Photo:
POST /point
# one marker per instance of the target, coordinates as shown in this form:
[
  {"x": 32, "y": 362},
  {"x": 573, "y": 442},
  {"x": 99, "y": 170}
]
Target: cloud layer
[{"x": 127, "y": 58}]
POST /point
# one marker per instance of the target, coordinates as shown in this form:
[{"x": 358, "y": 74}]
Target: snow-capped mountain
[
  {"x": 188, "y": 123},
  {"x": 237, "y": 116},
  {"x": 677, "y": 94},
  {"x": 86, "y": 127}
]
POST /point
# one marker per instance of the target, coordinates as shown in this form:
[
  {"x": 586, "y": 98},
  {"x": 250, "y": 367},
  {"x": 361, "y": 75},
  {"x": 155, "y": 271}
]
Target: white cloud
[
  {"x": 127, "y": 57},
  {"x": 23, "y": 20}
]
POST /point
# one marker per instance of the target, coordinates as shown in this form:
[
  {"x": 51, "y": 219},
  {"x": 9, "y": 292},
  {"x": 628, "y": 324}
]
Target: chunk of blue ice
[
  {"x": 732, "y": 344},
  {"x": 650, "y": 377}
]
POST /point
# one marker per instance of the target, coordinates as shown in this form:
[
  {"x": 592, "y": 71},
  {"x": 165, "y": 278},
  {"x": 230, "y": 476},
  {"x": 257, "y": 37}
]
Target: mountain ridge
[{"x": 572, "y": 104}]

● ● ● ● ● ● ●

*WORK TO BE COMPLETED*:
Reproduce all of the rows above verbatim, line for line, with no changes.

*ANSWER FOR THIS EXERCISE*:
Photo:
POST /point
# one marker per instance of the target, coordinates as shown in this form:
[
  {"x": 32, "y": 362},
  {"x": 573, "y": 442},
  {"x": 99, "y": 170}
]
Target: cloud layer
[{"x": 127, "y": 58}]
POST /point
# one marker per instance of the target, coordinates as shown in this form:
[{"x": 358, "y": 74}]
Target: snow-capped mountain
[
  {"x": 188, "y": 123},
  {"x": 237, "y": 116},
  {"x": 677, "y": 94},
  {"x": 86, "y": 127}
]
POST /point
# one marker per instance of the target, coordinates as shown in this form:
[
  {"x": 586, "y": 98},
  {"x": 250, "y": 367},
  {"x": 361, "y": 75},
  {"x": 155, "y": 271}
]
Target: white cloud
[
  {"x": 127, "y": 57},
  {"x": 23, "y": 20}
]
POST /point
# one marker per instance of the target, coordinates as shown in this form:
[
  {"x": 51, "y": 219},
  {"x": 9, "y": 292},
  {"x": 628, "y": 324}
]
Target: chunk of blue ice
[
  {"x": 732, "y": 344},
  {"x": 650, "y": 377}
]
POST /point
# one marker per instance of the target, coordinates as shown in this form:
[
  {"x": 592, "y": 71},
  {"x": 165, "y": 278},
  {"x": 230, "y": 476},
  {"x": 257, "y": 37}
]
Target: mountain ridge
[{"x": 572, "y": 104}]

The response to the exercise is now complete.